[Stored data entries]
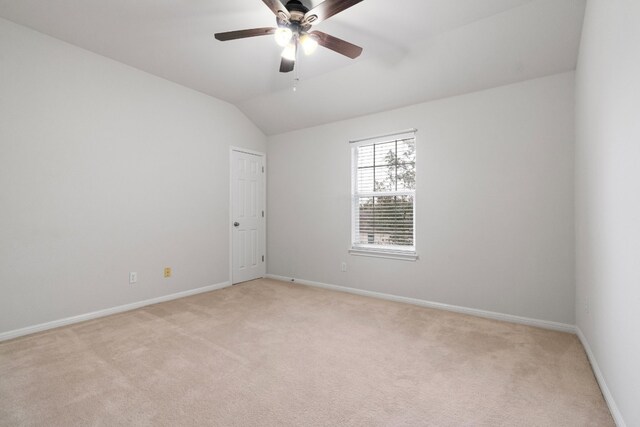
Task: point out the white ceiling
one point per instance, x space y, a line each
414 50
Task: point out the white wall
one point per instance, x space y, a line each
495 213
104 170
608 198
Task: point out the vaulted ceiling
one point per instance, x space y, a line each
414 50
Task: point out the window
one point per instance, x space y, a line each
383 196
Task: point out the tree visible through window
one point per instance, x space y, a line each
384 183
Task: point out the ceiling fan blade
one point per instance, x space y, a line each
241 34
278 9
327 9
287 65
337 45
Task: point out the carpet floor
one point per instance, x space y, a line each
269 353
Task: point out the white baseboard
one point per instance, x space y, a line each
--
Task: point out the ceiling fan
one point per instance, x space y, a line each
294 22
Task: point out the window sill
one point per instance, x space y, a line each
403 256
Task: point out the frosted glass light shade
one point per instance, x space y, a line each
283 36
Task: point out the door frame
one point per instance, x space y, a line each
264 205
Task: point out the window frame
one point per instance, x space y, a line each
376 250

*SHORT EXERCISE*. Count the lines that contain the string "frame", treating uppercase and lowercase as different, and give only the number.

*SOLUTION*. 2